Yayoi Kusama, Tate Modern- on now until 5th June 2012
‘…a polka-dot has the form of the sun, which is a symbol of the energy of the whole world and our living life, and also the form of the moon, which is calm. Round, soft, colorful, senseless and unknowing. Polka-dots become movement… Polka dots are a way to infinity.’ (Yayoi Kusama, Manhattan Suicide Addict, 1978)
Yayoi Kusama is undoubtedly both Japan’s most prominent and prolific living artist. Throughout her more than 60 year career Kusama has worked insatiably and indefatigably, developing a voraciously extensive body of work that encompasses painting, sculpture, drawing, collage, and performance based works as well as the large-scale installations for which she is best known.
The premise of this exhibition is to present a representative selection of Kusama’s work, focusing on those ‘moments when she first worked in particular idioms, showing them as they emerged and absorbed the artist’s full creative energies’.
On display in the first two rooms is an array of works on paper dating from the early 1950s. I liked these early examples of idiosyncratic experimentation, executed in a variety of media including, ink, pastel, watercolour, gouache and tempera, very much. Often featuring abstracted forms suggestive of natural phenomena such as eyes, eggs, seeds, stars and spermatozoa, these works recall both the microcosmic and the macrocosmic and in so doing, the surreal. Kusama staged several solo exhibitions in the early to mid-1950s, initially in Matsumoto then in Tokyo. She also began to receive considerable critical acclaim, but was by now determined to leave Japan. In Infinity Net: The Autobiography of Yayoi Kusama, published last year, the artist recalled: ‘For art like mine- art that does battle at the border of life and death, questioning what we are and what it means to live and die- [Japan] was to small, too servile, too feudalistic and too scornful of women. My art needed a more unlimited freedom, and a wider world’.
Kusama arrived on the West Coast in November 1957 and moved to New York six months later. The Infinity Net paintings displayed in room 3 see Kusama, the curators suggest, responding to abstract expressionism as they differ greatly from her previous style of work. Oil on canvas the Infinity Net paintings are characterised by their highly textured surfaces, created in an at once obsessive and meditative repetition of paint laden brushstrokes, and placid wash of bleached colour. Pacific Ocean (1960), a grey blue welter of scallop shaped crests of paint, is notable for its representation of supreme artistic stamina and serene quality; a contrastingly compulsive and calming creation.

· · ·

* **Written tasks**:
**a.** Translate this sentence from the Kusama exhibition review into Spanish: "Kusama arrived on the West Coast in November 1957 and moved to New York six months later."
**b.** Reproduce the stretch of the Kusama exhibition review that starts at the words "The premise of" and stops after the words "full creative energies’.", keeping every character unchanged.

* **Dataset content**:
· · ·

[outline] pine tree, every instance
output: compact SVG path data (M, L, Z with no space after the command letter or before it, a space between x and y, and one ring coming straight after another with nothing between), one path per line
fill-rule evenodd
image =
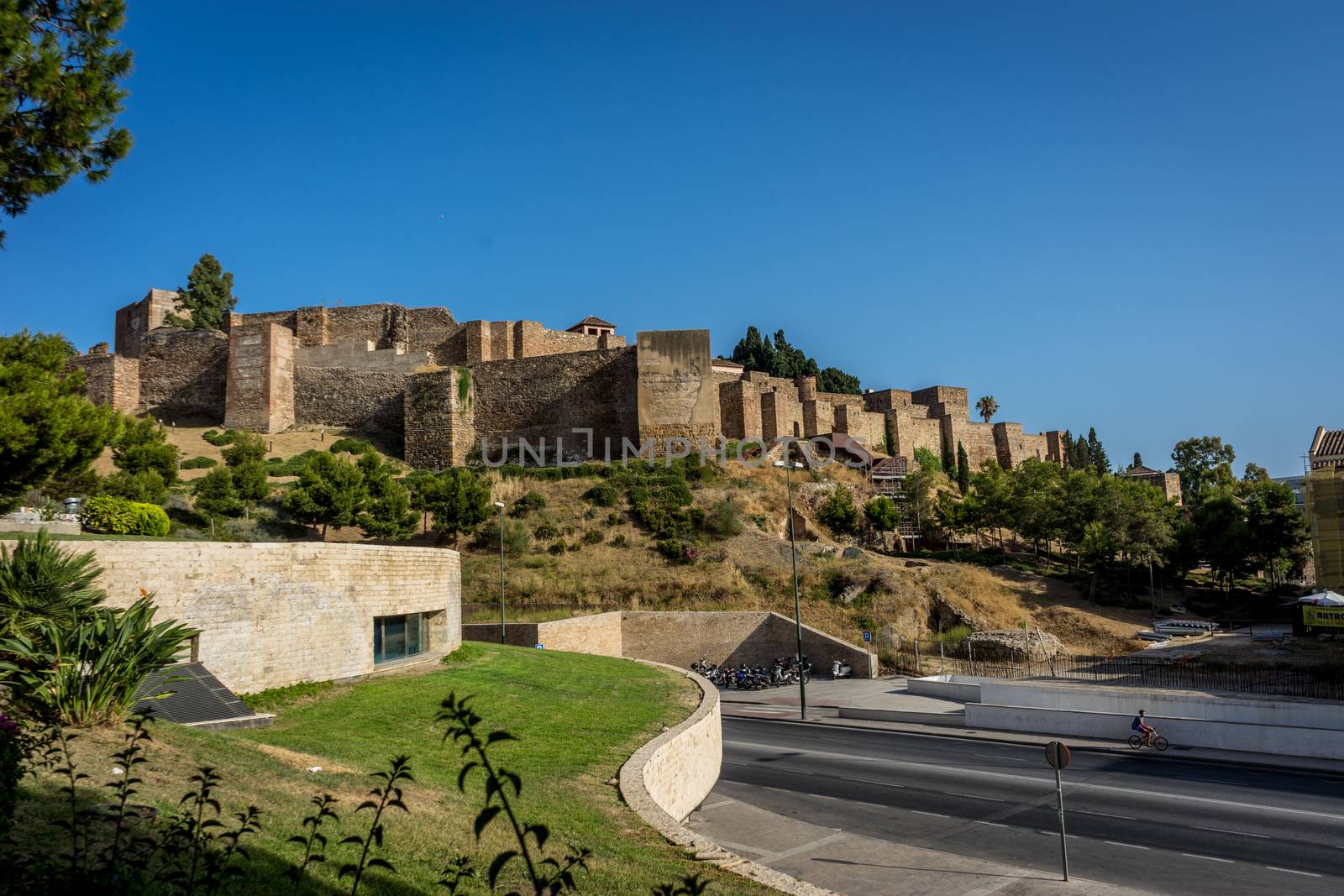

· · ·

* **Answers to the exercise**:
**a.** Kusama llegó a la Costa Oeste en noviembre de 1957 y se mudó a Nueva York seis meses después.

**b.**
The premise of this exhibition is to present a representative selection of Kusama’s work, focusing on those ‘moments when she first worked in particular idioms, showing them as they emerged and absorbed the artist’s full creative energies’.